▶ [EXTRACTED DATA]:

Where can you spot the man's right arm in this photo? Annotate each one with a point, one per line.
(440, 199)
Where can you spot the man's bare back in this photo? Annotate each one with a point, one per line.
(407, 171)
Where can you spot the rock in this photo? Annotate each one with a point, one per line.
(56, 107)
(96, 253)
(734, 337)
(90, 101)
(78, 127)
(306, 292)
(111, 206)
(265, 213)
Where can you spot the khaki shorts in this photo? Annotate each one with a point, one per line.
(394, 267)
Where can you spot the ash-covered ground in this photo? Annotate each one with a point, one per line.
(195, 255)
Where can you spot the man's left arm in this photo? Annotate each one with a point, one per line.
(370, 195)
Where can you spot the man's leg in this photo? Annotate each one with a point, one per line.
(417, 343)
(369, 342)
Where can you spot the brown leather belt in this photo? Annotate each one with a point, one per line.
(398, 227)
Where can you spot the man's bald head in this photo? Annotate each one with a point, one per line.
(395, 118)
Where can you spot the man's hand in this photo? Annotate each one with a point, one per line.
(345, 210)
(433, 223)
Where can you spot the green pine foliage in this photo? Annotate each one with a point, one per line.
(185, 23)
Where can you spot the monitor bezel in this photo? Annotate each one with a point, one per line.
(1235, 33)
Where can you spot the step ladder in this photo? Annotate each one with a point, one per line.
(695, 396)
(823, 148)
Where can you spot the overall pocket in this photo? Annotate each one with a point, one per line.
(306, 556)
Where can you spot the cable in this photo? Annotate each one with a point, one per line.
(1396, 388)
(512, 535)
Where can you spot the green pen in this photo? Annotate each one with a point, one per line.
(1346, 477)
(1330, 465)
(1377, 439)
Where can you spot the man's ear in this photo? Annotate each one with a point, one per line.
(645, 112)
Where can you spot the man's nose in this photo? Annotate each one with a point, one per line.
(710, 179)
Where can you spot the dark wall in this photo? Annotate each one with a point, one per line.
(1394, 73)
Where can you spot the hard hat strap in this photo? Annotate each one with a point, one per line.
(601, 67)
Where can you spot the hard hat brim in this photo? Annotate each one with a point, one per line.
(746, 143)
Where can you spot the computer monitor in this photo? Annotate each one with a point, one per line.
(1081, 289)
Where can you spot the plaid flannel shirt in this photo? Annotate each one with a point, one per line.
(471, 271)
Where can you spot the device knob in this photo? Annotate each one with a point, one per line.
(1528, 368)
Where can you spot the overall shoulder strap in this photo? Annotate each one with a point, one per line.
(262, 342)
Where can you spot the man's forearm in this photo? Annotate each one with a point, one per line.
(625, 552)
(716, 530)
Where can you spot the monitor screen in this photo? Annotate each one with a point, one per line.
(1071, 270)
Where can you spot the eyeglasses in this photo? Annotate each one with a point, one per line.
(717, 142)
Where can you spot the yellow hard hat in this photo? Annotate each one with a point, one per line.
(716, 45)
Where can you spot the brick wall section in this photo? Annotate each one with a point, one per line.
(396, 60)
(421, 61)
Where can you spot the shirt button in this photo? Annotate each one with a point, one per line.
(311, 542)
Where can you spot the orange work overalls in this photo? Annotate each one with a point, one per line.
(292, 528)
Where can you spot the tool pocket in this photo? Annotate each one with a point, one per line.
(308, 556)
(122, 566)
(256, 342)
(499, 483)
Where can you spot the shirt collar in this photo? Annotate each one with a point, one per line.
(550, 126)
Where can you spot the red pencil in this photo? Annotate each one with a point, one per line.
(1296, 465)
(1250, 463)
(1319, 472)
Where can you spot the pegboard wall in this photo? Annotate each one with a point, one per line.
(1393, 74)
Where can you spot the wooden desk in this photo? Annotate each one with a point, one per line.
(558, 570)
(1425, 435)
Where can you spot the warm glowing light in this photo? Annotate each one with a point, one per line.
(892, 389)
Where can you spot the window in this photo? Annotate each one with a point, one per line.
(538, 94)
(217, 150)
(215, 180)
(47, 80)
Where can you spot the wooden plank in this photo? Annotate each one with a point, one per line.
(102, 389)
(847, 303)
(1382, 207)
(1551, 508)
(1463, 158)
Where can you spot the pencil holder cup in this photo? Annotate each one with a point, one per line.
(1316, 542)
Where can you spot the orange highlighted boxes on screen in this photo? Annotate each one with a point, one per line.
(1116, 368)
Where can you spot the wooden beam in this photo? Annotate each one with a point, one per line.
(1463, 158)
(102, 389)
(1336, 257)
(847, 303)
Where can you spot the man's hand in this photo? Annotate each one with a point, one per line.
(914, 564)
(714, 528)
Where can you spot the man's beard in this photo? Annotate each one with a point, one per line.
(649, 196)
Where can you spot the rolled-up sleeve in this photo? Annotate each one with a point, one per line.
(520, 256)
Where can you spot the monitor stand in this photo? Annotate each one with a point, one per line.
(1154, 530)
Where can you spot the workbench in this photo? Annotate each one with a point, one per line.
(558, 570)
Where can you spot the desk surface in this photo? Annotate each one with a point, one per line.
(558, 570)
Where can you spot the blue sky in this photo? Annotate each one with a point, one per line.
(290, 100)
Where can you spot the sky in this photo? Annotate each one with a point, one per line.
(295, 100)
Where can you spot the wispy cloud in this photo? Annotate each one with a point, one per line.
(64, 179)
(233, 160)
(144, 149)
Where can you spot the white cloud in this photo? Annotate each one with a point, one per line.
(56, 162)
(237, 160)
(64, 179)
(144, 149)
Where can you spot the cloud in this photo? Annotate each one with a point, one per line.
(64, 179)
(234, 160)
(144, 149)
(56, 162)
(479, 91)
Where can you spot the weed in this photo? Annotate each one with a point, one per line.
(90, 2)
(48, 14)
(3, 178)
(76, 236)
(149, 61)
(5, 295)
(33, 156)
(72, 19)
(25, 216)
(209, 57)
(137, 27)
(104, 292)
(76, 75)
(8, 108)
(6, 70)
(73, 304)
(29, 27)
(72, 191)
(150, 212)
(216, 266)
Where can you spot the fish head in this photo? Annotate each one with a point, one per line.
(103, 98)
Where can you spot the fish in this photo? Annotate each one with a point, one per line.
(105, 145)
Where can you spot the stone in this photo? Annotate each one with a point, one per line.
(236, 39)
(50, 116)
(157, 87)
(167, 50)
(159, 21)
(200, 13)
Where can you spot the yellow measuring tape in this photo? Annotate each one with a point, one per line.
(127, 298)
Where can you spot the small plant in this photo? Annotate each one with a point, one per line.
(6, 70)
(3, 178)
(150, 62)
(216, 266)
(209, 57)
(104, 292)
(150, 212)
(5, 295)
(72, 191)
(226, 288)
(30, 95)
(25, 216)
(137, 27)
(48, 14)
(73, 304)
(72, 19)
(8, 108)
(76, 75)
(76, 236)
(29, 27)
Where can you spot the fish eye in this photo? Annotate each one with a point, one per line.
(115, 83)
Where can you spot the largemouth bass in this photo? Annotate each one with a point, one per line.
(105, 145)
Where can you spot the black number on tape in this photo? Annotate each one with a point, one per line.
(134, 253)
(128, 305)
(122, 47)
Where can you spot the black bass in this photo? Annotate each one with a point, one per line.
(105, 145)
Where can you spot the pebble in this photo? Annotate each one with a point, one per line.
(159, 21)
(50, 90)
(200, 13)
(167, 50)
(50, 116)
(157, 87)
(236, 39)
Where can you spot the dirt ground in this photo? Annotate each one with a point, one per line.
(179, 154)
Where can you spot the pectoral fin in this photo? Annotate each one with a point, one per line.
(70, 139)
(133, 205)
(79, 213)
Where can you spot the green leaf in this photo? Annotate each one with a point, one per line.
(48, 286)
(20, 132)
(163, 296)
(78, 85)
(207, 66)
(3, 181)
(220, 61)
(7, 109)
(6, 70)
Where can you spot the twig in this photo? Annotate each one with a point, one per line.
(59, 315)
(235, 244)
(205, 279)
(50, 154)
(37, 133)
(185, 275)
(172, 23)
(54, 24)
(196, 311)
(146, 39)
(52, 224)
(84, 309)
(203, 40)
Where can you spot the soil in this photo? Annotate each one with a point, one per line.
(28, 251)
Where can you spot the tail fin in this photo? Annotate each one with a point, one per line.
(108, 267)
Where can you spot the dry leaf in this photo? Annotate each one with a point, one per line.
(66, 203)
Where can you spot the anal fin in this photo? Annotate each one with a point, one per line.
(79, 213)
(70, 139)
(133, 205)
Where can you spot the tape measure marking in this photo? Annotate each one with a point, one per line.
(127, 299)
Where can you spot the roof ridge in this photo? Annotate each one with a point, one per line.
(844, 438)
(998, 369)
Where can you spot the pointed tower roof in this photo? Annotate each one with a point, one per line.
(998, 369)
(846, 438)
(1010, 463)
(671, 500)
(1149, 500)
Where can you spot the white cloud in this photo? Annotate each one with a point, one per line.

▶ [GOAL OF THE EXERCISE]: Start copying at the line that contains "Where can you spot the black number" and stop after the last line of the records, keeping every line exactly.

▶ [EXERCISE RESULT]:
Where can you spot the black number on tape in this photo? Annotate each one with a point, one per line.
(134, 253)
(128, 305)
(122, 47)
Where can you spot the black bass in this photo? Annotate each one with a point, one per line.
(105, 145)
Where can you spot the pebble in this photo? Annotate each one with a point, one per line.
(159, 21)
(50, 90)
(200, 13)
(167, 50)
(50, 116)
(157, 87)
(236, 39)
Where can you spot the dirt ground in this photo? Annotate each one with a point, one per line.
(179, 154)
Where can you spot the pectoral fin in this photo? Annotate each one with a point, one per line.
(70, 139)
(133, 205)
(79, 213)
Where can you spot the green leaf in this photo? Annotate each one with a point, one per line.
(48, 286)
(20, 132)
(163, 296)
(78, 85)
(207, 66)
(3, 181)
(220, 61)
(7, 109)
(6, 70)
Where can you spot the twig in this photo? Annotate each one with a point, one per line.
(59, 315)
(235, 244)
(205, 279)
(50, 154)
(37, 133)
(185, 275)
(172, 23)
(54, 24)
(196, 311)
(146, 39)
(52, 224)
(84, 309)
(203, 40)
Where can you spot the soil in this photo? Annotate each one with a point, one per line.
(28, 251)
Where can you spot the tail fin in this photo? Annotate each one with a point, one per line.
(108, 267)
Where can you spot the dry leaf in this photo? Annotate each one with a point, one per line.
(66, 203)
Where can you spot the anal fin in this photo? Annotate each one with a point, one per line.
(79, 213)
(70, 139)
(133, 205)
Where can you spot the tape measure marking in this photo? Annotate each one with a point, one per line.
(127, 299)
Where can you spot the roof ridge in this photo? Annotate each one with a point, one per line.
(844, 438)
(998, 369)
Where can you spot the pointed tower roof in this photo? Annotate each one with a point, one per line.
(998, 369)
(846, 438)
(1010, 463)
(671, 500)
(1149, 500)
Where can you spot the white cloud in this photo? Annotate each one with a point, one per line.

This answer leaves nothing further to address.